» **Supplied text**:

Journalist: But use by any enterprise or government agency would be illegal.
McKenna: How do you prove the source? Anyone can set up websites and create links. The Internet is global with its own set of quirks and villains. And I don't mean commercial advertising which is governed by international standards. The bad guys here use SPI for criminal activities. The paedophile; the psychopath; the fraudster; the terrorist, any who seek control for gain or corruption. Imagine what the likes of Al Qaeda could do amongst impressionable Islamic students. Once they have searched out a mind open to suggestion, constant targeting could create a suicide bomber, a hijacker. Few people under such attack would be immune, including the peaceful, hard working populace.
Journalist: Does that mean in certain respects we are all vulnerable?
McKenna: No. If a person targeted to commit violence does not want to commit violence, then that person would not do so. But if their mind was uncertain and open, because SPI has influence over their subconscious, if they are vulnerable to suggestion, then they may well commit violence not normally in their character.
Journalist: My immediate concern here is the innocent minds of children. Do you believe there is a real danger of corruption and abuse?
McKenna: Without question. To children, the web is like the enchanted forest. It can reveal many wondrous things, but like the enchanted forest, its full of danger, including the influence of SPI. In my book, The Unseen, the villain uses SPI to guide victims to his controlled psychopath, Zoby. He commits murder by remote suggestion. Intelligent young women are subconsciously influenced to trust Zoby, to do as he requests, to allow him into their homes, to visit remote places where he waits, to get into his car. The danger to children is in not realising how their trust in a stranger happened. The Unseen are out there, the paedophile, the psycho and the rapist. Predators from the dark side never go away, they simply adopt new technology to ensnare the unwary.
Journalist: And the big question. Do you think SPI could ever be used by governments to influence the masses?
McKenna: Who knows? Some big players would be required. Crucial organisations would need to be onside or at least contain executives believing national security outweighed their ethics. We are surrounded by CCTV cameras. Our phones and Internet are recorded. Our access to money is controlled by segmented labour activities bearing no just reward for endeavour and ability. Disposable income is dictated by tax and corporate control over everyday necessities required for survival. We are tracked by use of mobiles, oyster and credit cards. We are already a herded people in a controlled society allowed to vote for politicians who sit on the front bench, nodding their heads, drawing their salaries and playing the party game. The current financial crisis threatens to overturn this cosy environment and cause catastrophic unrest. Governments must be ready to safeguard the vast, law-abiding majority. Such action may well require certain political administrators to look beyond the rule book and political correctness. Big Brother is watching, waiting. Mass use of SPI is one way governments may choose to walk. All governments have covert agencies to combat terrorism and safeguard national security. But abuse and incompetence is inbuilt into all levels of administration, not least in our councils and parliament. Abuse of SPI introduced for anti-terrorist measures and civil unrest might also be used to influence mass voting, to encourage payment of taxes, to obey our administrators, the police, to stay in our homes and accept what we are told. But no government would do that would they?

» **Material supplied**:
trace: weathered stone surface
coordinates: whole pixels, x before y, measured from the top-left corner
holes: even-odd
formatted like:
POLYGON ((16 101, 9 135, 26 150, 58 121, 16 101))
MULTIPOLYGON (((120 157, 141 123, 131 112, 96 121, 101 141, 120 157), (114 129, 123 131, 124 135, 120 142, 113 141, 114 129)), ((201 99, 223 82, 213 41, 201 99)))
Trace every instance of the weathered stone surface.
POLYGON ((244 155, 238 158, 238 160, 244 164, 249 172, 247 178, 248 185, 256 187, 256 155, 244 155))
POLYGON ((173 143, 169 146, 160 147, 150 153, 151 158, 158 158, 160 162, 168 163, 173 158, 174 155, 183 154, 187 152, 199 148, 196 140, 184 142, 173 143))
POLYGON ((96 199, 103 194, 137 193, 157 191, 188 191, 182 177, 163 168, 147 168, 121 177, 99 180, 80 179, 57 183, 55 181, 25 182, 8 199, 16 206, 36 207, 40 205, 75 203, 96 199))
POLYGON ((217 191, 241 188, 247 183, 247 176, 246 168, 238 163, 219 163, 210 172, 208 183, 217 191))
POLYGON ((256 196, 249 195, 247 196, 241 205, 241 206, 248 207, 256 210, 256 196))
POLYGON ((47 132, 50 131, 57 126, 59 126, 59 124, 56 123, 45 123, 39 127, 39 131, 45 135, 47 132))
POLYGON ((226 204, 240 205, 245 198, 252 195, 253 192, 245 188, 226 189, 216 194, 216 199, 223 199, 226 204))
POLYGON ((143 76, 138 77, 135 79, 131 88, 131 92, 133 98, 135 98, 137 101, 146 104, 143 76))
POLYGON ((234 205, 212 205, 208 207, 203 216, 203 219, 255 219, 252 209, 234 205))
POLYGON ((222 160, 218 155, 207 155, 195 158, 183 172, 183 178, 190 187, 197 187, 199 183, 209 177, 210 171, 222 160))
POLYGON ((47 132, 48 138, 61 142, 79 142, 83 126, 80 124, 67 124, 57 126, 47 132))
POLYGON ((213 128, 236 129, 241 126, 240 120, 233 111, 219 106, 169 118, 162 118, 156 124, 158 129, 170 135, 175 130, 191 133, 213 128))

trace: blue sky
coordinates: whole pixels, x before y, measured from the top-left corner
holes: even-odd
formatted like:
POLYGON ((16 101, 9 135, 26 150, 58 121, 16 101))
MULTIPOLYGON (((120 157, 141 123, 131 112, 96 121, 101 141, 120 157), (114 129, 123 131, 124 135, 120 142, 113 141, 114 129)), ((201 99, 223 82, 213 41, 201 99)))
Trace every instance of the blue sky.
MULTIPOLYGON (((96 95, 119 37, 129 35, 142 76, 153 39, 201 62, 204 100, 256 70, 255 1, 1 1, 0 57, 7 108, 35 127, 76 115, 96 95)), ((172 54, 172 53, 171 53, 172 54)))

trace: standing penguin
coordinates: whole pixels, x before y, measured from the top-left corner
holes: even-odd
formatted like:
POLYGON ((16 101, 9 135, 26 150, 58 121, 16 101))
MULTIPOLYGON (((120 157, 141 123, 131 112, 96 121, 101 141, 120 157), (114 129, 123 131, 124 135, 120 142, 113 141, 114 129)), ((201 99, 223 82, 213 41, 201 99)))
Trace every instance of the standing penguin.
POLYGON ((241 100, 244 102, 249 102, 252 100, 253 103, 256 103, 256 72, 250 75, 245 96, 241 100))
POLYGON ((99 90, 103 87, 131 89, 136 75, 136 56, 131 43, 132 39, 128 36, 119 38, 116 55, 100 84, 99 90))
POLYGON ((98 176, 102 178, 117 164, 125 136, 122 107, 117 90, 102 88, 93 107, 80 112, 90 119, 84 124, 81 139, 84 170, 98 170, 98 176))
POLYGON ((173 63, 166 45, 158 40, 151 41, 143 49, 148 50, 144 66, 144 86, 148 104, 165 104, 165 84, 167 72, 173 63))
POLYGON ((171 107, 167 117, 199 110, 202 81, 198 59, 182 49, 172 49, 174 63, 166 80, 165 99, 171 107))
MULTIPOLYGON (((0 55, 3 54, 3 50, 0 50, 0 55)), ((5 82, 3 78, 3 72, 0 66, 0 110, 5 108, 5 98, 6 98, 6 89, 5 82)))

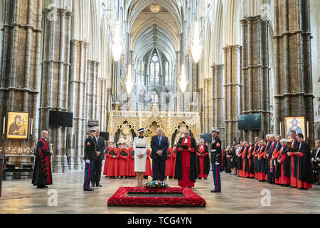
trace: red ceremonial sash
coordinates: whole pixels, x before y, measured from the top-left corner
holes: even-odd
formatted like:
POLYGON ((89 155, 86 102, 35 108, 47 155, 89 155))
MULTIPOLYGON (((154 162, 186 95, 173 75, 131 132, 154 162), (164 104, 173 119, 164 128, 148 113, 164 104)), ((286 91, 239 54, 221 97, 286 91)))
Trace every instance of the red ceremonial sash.
POLYGON ((205 147, 204 145, 202 145, 202 149, 201 148, 201 145, 199 145, 199 147, 198 148, 198 151, 201 153, 205 151, 205 147))

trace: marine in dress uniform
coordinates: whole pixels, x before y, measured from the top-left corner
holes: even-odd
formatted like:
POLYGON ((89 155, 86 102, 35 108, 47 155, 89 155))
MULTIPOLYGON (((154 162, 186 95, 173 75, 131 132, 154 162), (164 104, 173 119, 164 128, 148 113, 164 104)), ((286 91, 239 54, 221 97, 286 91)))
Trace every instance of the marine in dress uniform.
POLYGON ((95 161, 97 159, 97 144, 93 138, 95 134, 95 128, 89 128, 87 132, 89 136, 85 142, 85 157, 83 160, 85 162, 85 167, 83 190, 93 191, 90 187, 90 181, 93 173, 95 161))
POLYGON ((220 166, 221 164, 221 140, 218 135, 220 133, 220 130, 216 128, 212 128, 212 136, 213 141, 211 145, 211 163, 212 163, 212 172, 213 174, 213 182, 215 184, 214 190, 211 190, 211 192, 221 192, 221 180, 220 177, 220 166))

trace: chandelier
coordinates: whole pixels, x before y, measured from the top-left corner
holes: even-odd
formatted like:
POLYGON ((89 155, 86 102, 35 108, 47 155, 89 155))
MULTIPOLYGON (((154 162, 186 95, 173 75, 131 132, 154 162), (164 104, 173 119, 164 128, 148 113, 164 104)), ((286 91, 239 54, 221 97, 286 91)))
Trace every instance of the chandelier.
POLYGON ((133 81, 132 81, 132 71, 131 68, 131 65, 128 66, 128 72, 127 75, 127 81, 126 81, 126 88, 127 92, 130 94, 132 91, 133 88, 133 81))
POLYGON ((193 61, 196 62, 196 63, 199 61, 202 51, 202 47, 200 43, 199 33, 199 24, 198 22, 195 22, 193 28, 193 41, 191 46, 191 53, 193 61))
POLYGON ((186 86, 188 85, 188 81, 186 77, 186 67, 184 64, 181 65, 181 78, 180 78, 180 89, 181 90, 182 93, 186 92, 186 86))
POLYGON ((120 23, 117 21, 114 36, 113 37, 113 45, 112 46, 112 56, 115 61, 118 61, 120 59, 121 54, 122 53, 122 44, 121 43, 121 26, 120 23))
POLYGON ((154 1, 151 5, 151 9, 153 12, 156 13, 160 9, 160 6, 159 4, 154 1))

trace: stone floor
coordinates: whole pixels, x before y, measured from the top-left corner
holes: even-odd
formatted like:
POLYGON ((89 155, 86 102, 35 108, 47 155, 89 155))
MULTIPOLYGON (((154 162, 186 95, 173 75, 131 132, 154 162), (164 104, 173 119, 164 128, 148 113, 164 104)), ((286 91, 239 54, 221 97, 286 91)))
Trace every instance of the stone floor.
MULTIPOLYGON (((220 194, 210 192, 213 188, 212 175, 208 180, 197 181, 193 190, 207 202, 205 208, 108 207, 108 198, 120 187, 135 186, 136 180, 103 177, 102 187, 83 192, 82 171, 54 174, 53 185, 44 190, 31 185, 31 180, 4 181, 0 213, 320 213, 320 185, 314 185, 313 190, 300 190, 226 173, 221 174, 221 179, 220 194), (50 190, 57 192, 55 207, 48 204, 50 190), (263 190, 270 192, 270 206, 262 205, 263 190)), ((175 180, 167 182, 178 187, 175 180)))

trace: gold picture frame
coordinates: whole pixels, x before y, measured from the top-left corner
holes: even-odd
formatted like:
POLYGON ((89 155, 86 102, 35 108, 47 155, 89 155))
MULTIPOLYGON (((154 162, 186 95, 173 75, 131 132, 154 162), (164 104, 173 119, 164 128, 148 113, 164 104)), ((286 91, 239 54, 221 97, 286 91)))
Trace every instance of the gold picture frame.
POLYGON ((306 136, 306 121, 304 116, 285 116, 284 135, 287 140, 291 140, 290 131, 294 130, 297 134, 302 133, 306 136))
POLYGON ((6 138, 24 140, 28 138, 29 113, 8 112, 6 138))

» **What needs to be done**: From the interview about SPI, reproduce verbatim the passage starting with "McKenna: How do" and going on through "are all vulnerable?". The items have no role here.

» **Task result**:
McKenna: How do you prove the source? Anyone can set up websites and create links. The Internet is global with its own set of quirks and villains. And I don't mean commercial advertising which is governed by international standards. The bad guys here use SPI for criminal activities. The paedophile; the psychopath; the fraudster; the terrorist, any who seek control for gain or corruption. Imagine what the likes of Al Qaeda could do amongst impressionable Islamic students. Once they have searched out a mind open to suggestion, constant targeting could create a suicide bomber, a hijacker. Few people under such attack would be immune, including the peaceful, hard working populace.
Journalist: Does that mean in certain respects we are all vulnerable?